> **Work order A**
How would you translate this sentence from the passage on insulin-resistance genes in PCOS into Spanish: "This stepwise approach was critical to identify relevant gene overlaps."
> **Work order B**
Can you write the next part of the passage on insulin-resistance genes in PCOS, picking up right after its last sentence?

> **Reading passage**
In WGCNA, the most significant module, labeled “darkred,” contained 3050 DEGs. The analysis first involved intersecting the upregulated DEGs from GSE80432 with those from GSE155489, followed by a similar intersection for downregulated DEGs. These groups of intersected upregulated and downregulated DEGs were then each compared separately with the genes from the “darkred” module in WGCNA (Fig. 2C). This stepwise approach was critical to identify relevant gene overlaps.

This process identified 13 key DEGs (Fig. 2F), with 7 upregulated (BCL9, CAMK2N1, CAPN2, NAB2, PTPRH, ROR1, SLC20A2) and 6 downregulated (FRA10AC1, GALNT3, GTF2H2, GTF2H2C, MTND2P28, QPCT).

Enrichment analyses for these 13 IR-related significant DEGs were conducted using KEGG and GO. This revealed 5 KEGG pathways and 125 GO pathways, including 78 BPs, 27 CCs, and 20 MFs, detailed in supplementary Table 2. The top 5 pathways in both KEGG and GO were showcased in Fig. 2G. Notably, CAPN2 was primarily involved in BP processes like the regulation of phosphatidylcholine metabolic process, myotube differentiation, and positive regulation of phospholipid biosynthetic process, as well as MF processes such as calcium-dependent cysteine-type endopeptidase activity.

Pinpointing CAPN2 in IR-related PCOS through LASSO, RFE-SVM and Boruta analysis

In the LASSO regression model, applied to the GSE80432 dataset and focusing on the 13 key genes identified from the differential gene expression analysis, the regression was conducted using R’s ‘glmnet’ package with standard parameters. This setup facilitated LASSO logistic regression, enabling the calculation of error rates for different features during cross-validation. The results were illustrated through a gene coefficient graph and a cross-validation error plot. The analysis identified a lambda.1se value of 0.117 as the point of minimum error rate, leading to the selection of the following feature mRNAs: CAPN2, CAMK2N1, GTF2H2, and GTF2H2C.

Dataset entries
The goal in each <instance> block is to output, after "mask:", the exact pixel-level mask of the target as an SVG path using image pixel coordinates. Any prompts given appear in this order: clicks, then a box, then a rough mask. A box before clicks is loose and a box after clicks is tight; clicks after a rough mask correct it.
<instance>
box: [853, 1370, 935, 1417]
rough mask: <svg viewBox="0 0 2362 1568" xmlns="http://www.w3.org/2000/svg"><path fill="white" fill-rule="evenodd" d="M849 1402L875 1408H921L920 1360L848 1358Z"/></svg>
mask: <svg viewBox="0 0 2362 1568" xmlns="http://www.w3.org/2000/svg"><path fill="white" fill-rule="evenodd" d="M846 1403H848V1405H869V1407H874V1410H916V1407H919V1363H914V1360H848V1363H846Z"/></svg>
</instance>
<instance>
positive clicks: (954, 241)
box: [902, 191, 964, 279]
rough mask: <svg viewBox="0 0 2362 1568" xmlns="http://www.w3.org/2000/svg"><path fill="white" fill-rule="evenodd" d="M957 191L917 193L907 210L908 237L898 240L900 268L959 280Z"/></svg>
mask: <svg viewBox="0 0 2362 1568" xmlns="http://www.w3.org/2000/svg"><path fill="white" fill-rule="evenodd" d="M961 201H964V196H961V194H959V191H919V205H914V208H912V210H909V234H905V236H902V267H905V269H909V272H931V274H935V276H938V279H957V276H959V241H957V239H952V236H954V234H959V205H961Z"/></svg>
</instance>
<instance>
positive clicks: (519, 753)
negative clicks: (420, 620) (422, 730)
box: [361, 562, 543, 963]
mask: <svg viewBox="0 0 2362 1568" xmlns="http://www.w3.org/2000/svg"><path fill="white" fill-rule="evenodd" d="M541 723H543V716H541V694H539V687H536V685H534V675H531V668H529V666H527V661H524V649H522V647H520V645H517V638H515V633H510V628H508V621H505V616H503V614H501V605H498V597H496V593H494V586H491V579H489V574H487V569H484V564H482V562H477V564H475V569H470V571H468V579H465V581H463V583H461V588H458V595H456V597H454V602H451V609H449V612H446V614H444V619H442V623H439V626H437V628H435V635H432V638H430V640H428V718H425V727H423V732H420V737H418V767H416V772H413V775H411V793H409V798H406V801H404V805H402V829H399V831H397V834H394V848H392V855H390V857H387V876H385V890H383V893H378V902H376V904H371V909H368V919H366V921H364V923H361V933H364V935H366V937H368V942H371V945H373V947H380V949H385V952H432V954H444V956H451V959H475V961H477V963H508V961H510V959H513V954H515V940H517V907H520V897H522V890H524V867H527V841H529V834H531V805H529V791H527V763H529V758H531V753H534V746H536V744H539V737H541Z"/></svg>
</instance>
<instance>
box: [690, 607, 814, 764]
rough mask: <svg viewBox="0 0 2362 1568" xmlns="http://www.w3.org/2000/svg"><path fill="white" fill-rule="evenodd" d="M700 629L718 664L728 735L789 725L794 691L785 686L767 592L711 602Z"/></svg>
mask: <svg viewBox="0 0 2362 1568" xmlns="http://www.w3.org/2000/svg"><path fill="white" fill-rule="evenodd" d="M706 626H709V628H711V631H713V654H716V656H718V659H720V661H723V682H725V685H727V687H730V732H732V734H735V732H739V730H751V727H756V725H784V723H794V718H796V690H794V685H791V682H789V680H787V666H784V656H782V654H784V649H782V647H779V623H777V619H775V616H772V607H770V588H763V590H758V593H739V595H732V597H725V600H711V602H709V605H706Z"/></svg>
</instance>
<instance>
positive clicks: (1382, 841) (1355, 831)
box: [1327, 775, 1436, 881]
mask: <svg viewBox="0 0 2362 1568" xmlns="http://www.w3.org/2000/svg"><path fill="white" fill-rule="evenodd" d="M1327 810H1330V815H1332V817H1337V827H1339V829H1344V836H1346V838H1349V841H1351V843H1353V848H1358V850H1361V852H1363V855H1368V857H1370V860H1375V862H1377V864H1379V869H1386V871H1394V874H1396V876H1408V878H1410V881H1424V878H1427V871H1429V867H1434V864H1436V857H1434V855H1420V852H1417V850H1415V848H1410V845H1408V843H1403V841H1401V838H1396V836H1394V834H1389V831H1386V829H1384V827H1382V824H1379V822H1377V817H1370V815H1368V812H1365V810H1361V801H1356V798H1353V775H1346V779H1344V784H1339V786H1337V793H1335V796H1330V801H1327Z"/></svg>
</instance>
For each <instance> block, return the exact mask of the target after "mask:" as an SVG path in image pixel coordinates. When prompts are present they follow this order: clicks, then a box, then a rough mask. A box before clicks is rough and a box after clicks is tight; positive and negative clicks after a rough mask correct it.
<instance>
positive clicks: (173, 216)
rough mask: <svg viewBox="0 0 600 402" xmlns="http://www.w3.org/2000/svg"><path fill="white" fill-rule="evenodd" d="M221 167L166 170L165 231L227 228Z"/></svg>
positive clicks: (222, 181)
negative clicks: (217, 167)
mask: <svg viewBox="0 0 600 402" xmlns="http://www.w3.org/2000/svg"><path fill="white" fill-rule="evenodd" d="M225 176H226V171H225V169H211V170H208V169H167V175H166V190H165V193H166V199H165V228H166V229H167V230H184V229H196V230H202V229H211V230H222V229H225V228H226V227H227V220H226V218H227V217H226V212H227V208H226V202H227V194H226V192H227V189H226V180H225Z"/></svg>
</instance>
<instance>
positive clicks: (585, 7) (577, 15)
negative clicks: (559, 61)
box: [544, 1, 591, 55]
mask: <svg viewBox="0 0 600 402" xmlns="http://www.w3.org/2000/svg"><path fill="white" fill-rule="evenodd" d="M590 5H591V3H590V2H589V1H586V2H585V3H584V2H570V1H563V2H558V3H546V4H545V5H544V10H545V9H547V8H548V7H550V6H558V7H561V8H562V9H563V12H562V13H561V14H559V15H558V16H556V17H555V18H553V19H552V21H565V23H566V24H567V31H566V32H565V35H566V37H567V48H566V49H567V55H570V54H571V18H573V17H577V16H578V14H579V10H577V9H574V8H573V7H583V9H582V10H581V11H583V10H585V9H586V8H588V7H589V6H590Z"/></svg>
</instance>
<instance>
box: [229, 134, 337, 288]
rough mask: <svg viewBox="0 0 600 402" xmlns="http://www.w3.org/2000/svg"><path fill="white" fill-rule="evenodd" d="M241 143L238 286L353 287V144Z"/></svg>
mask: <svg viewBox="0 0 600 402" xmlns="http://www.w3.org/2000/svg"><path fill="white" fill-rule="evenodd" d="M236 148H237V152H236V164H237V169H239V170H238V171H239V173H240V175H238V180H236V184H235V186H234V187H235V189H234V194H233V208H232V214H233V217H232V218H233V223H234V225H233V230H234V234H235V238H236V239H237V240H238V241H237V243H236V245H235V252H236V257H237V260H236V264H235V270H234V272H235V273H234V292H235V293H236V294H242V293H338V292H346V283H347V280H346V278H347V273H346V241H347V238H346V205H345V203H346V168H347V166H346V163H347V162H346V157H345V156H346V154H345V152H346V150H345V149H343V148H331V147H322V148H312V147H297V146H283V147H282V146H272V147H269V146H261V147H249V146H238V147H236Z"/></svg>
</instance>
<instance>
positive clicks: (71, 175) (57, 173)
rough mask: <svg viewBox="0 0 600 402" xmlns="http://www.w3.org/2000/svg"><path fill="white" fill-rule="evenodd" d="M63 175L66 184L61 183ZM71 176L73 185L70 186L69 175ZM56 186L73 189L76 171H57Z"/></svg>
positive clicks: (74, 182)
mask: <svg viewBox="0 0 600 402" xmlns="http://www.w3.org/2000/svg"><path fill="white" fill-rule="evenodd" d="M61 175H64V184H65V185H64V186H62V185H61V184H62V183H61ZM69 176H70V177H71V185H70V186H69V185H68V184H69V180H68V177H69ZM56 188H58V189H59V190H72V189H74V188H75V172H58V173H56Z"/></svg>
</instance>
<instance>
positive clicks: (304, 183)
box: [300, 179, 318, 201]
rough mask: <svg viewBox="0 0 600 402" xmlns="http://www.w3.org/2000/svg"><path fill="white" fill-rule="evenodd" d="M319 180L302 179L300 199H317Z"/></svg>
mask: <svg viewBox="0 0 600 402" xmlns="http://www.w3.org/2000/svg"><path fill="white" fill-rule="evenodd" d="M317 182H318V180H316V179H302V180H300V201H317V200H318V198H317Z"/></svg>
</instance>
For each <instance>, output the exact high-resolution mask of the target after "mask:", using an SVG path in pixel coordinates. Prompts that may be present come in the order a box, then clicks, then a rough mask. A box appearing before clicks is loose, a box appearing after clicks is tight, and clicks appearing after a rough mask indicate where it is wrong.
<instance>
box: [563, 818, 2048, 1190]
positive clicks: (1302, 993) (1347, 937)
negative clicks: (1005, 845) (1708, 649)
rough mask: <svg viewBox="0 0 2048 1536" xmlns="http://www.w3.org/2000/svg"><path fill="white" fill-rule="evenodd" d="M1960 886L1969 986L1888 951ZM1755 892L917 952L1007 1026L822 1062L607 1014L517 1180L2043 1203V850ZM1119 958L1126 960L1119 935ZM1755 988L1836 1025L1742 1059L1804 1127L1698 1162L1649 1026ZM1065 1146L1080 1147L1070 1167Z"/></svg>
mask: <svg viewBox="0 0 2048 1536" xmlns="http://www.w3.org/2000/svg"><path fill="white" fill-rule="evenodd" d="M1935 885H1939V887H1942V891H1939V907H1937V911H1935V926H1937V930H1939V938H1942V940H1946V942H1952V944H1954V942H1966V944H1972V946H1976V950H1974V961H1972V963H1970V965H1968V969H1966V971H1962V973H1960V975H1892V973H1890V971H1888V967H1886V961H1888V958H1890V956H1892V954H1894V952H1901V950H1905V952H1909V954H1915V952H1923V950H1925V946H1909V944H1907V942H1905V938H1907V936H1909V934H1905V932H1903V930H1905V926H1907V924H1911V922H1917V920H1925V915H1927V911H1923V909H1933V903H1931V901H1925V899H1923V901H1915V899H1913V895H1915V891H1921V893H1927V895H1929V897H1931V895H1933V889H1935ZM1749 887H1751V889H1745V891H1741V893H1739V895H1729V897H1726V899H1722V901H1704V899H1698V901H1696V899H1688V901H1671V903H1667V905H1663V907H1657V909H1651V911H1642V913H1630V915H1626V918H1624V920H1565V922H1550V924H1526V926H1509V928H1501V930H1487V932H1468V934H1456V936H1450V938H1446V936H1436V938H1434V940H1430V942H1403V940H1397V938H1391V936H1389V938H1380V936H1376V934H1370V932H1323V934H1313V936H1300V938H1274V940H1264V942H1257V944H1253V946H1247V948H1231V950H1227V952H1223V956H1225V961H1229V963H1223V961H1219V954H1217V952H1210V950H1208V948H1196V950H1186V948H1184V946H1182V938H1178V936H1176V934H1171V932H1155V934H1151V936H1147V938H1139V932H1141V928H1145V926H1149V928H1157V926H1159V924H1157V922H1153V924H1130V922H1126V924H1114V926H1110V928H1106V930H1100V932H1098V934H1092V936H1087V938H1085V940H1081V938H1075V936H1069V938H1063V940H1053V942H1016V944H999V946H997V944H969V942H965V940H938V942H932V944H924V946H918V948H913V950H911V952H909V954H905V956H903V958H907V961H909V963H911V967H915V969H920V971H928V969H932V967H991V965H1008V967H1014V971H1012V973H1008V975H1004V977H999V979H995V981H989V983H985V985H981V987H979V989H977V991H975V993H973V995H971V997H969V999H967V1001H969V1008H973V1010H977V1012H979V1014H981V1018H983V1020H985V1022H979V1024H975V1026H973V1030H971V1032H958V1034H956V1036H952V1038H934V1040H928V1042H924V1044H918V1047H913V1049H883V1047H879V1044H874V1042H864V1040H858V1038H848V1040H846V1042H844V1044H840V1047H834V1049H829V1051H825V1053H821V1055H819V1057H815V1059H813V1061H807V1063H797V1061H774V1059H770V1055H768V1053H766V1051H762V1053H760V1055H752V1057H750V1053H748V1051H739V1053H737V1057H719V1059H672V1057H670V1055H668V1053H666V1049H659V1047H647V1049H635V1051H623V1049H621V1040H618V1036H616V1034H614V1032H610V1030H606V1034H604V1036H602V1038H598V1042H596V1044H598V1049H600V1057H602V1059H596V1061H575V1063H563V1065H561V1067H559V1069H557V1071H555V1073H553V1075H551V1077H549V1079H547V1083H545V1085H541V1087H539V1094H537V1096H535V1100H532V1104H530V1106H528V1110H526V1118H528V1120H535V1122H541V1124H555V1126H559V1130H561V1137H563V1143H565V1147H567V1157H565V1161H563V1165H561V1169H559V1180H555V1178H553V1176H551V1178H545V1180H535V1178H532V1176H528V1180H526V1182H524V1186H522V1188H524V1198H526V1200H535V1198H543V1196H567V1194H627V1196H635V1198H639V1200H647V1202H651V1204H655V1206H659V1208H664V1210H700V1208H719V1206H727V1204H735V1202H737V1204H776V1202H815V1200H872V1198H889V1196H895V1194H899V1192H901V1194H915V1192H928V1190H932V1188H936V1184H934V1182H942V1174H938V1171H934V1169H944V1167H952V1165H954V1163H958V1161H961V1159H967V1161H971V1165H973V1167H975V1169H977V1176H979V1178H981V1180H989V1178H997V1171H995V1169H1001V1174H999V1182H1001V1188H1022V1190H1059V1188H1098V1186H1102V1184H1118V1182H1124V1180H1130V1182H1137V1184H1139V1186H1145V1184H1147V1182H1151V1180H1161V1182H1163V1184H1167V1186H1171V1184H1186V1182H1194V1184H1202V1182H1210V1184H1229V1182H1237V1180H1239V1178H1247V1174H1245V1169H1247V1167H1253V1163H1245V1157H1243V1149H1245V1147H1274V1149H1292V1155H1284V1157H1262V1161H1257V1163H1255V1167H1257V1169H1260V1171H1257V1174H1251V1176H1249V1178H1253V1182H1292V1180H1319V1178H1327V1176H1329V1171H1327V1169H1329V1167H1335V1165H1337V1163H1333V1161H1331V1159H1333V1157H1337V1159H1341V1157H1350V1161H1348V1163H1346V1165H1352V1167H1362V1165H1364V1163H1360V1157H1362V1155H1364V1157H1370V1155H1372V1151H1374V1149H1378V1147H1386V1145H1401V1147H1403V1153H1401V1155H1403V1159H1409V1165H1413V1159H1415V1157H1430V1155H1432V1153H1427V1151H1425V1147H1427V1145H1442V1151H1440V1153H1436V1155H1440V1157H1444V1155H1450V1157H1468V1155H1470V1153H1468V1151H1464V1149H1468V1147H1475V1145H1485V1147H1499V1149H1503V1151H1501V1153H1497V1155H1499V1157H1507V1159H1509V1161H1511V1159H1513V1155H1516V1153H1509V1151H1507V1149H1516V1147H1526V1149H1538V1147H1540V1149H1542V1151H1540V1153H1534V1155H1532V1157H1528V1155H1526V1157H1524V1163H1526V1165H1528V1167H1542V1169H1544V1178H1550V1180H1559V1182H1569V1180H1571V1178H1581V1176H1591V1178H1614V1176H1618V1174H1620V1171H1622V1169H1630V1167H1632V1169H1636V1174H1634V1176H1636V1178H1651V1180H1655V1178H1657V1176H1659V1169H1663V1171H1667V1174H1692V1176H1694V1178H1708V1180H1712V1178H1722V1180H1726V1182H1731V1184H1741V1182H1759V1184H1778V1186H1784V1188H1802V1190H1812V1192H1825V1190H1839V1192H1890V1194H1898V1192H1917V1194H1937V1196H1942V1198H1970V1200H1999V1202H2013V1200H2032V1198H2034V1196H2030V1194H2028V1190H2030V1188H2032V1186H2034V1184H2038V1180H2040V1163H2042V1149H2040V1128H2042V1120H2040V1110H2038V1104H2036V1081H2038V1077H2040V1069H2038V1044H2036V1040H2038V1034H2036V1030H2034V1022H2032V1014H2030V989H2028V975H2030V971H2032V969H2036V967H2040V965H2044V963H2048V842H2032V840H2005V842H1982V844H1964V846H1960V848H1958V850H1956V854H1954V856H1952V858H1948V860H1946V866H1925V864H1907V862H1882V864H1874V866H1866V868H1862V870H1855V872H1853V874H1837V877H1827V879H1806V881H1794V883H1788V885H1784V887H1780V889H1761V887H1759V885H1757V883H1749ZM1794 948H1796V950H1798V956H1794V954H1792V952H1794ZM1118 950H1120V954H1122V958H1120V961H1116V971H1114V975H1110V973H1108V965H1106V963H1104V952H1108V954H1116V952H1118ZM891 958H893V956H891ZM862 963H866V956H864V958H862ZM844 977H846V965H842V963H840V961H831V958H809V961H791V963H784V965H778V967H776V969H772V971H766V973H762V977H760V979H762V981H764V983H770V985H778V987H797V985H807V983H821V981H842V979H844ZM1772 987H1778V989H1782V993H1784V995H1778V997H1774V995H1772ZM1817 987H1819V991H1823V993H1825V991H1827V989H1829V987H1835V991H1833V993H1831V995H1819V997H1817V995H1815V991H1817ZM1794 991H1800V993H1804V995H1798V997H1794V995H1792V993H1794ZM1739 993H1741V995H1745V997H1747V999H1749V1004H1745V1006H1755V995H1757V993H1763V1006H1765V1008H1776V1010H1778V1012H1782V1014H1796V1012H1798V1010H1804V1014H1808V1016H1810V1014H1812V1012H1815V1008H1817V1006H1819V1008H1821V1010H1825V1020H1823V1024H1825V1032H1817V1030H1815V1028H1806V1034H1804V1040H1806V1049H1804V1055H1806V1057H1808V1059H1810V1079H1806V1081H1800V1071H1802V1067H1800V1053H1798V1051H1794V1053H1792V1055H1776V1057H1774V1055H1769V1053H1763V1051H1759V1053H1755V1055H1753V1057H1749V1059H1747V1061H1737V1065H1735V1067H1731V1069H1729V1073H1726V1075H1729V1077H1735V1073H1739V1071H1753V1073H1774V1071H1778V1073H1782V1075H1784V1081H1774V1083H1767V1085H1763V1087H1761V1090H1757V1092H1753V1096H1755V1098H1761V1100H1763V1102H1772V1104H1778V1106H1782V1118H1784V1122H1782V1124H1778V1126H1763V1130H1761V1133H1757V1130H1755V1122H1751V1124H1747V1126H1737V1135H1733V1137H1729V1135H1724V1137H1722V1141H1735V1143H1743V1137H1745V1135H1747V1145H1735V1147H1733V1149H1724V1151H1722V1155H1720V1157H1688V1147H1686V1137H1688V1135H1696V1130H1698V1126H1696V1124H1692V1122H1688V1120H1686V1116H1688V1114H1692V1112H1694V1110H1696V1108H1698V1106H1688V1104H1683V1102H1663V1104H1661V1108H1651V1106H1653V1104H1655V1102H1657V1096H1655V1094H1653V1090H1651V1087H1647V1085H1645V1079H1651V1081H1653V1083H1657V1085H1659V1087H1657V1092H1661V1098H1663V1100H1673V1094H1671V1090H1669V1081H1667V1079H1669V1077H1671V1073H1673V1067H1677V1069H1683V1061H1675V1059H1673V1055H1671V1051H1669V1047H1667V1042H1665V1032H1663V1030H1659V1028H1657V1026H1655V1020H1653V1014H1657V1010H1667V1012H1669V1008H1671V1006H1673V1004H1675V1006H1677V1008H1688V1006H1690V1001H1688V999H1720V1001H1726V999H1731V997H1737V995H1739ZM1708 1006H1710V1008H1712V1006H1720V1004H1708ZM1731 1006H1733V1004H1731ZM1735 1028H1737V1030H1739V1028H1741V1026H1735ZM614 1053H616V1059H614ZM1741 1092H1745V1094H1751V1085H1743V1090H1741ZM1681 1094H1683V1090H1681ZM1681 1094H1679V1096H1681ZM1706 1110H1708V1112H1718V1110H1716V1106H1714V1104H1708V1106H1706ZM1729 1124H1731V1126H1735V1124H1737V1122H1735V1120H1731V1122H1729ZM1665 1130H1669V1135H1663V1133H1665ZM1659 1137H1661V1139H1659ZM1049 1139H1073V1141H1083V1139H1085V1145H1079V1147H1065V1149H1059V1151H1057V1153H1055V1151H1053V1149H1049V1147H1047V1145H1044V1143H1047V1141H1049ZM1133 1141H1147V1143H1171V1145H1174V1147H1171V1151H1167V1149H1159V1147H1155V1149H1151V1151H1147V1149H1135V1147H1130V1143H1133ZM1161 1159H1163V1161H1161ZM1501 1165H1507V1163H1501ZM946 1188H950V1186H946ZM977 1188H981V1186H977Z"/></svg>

> **Answer area A**
Este enfoque escalonado fue fundamental para identificar las superposiciones génicas relevantes.

> **Answer area B**
The SVM algorithm, implemented through the R package “e1071,” was utilized to rank the 13 key mRNAs. The RFE method was employed to iteratively refine the selection, focusing on the importance and ranking of each mRNA. This process involved calculating the error rate and accuracy for each iteration, with the optimal combination of mRNAs selected based on the lowest error rate. The analysis demonstrated peak accuracy and lowest error with the selection of the top 1 feature, CAPN2.

To further ensure the robustness of results, the Boruta algorithm was employed as an additional validation step. This method confirmed the relevance of several genes previously identified, solidifying their roles in IR-related PCOS. The Boruta analysis resulted in the confirmation of 8 key genes: CAPN2, PTPRH, SLC20A2, ROR1, GTF2H2, GTF2H2C, QPCT, and GALNT3, while 6 genes were deemed less significant and categorized as rejected.

The methodologies employed in this study demonstrate robustness in identifying key mRNAs associated with IR in PCOS (Fig. 3). The intersected results reinforced the significance of these methodologies. Notably, this intersection pinpointed CAPN2 as the singular, crucial gene consistently selected across various analytical methods, affirming its pivotal role in IR-related PCOS.

Machine Learning for Pivotal Gene Selection. (A) LASSO regression is shown via coefficient trajectories against log(lambda) on the left, identifying optimal gene selection parameters: ‘Lambda.min’ for minimal error and ‘Lambda.1se’ for a simpler model. On the right, a misclassification error plot indicates the best-performing model against lambda values for robust PCOS gene selection. (B) The RFE analysis correlates the number of features with model accuracy (left) and cross-validation error (right). The plots highlight the optimal number of predictive features that correspond to the highest accuracy and lowest error, optimizing the gene selection for PCOS. (C) Boruta’s boxplot assesses gene importance against shadow features to confirm the significance of genes in PCOS, distinguishing those with substantial contributions to the pathogenesis of IR.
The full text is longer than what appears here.